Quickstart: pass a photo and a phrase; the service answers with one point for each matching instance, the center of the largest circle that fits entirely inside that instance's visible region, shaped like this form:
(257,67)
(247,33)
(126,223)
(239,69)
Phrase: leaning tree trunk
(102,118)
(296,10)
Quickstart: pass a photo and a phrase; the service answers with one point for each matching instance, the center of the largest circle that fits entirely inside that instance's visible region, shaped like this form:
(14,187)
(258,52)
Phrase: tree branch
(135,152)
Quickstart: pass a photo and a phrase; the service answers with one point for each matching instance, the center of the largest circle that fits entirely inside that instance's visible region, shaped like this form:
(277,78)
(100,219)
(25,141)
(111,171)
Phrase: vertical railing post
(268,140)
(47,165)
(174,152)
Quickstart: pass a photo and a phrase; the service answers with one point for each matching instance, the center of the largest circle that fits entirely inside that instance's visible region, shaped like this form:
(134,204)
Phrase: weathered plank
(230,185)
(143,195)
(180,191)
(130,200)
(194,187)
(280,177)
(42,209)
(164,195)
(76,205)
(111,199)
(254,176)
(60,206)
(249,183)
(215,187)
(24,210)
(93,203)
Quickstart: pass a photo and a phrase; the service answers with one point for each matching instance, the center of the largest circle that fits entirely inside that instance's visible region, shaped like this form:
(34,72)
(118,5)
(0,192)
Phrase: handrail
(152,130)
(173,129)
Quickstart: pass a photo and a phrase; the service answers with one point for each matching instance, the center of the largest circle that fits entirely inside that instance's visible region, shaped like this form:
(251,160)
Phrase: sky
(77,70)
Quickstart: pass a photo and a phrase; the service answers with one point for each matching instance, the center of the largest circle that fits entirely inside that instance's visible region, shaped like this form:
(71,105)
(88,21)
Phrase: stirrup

========================

ABOUT THIS TASK
Every line from the one containing "Phrase: tree branch" through the last line above should be retyped exactly; no other lines are wanted.

WRITTEN ANSWER
Phrase: tree branch
(135,152)
Quickstart: pass a photo and a phrase; the service answers with one point for each matching instance, the center of the largest circle that fits entirely inside that instance's visible region, shaped like this form:
(277,78)
(100,219)
(25,141)
(111,171)
Phrase: vertical railing post
(268,140)
(47,165)
(174,152)
Quickstart: pass a photo and a phrase; the service answers with one point for each matching instance, the center of the largest circle that fits entirely inside that instance's visible region, shaped like this form:
(134,204)
Phrase: weathered plank
(230,185)
(143,195)
(180,191)
(130,200)
(194,187)
(280,177)
(42,209)
(164,195)
(76,205)
(111,199)
(254,176)
(60,206)
(249,183)
(215,187)
(24,210)
(93,203)
Quickstart: pass a photo and a phrase; the service answers with one point for each matching instance, the center of the largest circle that fits entirely inside that instance's visible region, shaped like this form:
(34,72)
(118,5)
(0,192)
Phrase: handrail
(152,130)
(173,129)
Quickstart: pass a photo and a phrase; the service answers with one point for each matching instance, the center of the largest circle that fits entirely inside that instance's visible region, shaped like this form:
(251,160)
Phrase: sky
(77,70)
Quickstart: pass a photo and a phrase; the service answers with one point for each matching instance, the center of the largest circle that fits entirely inside that instance's visible region, shaped like this form:
(71,105)
(88,21)
Phrase: stirrup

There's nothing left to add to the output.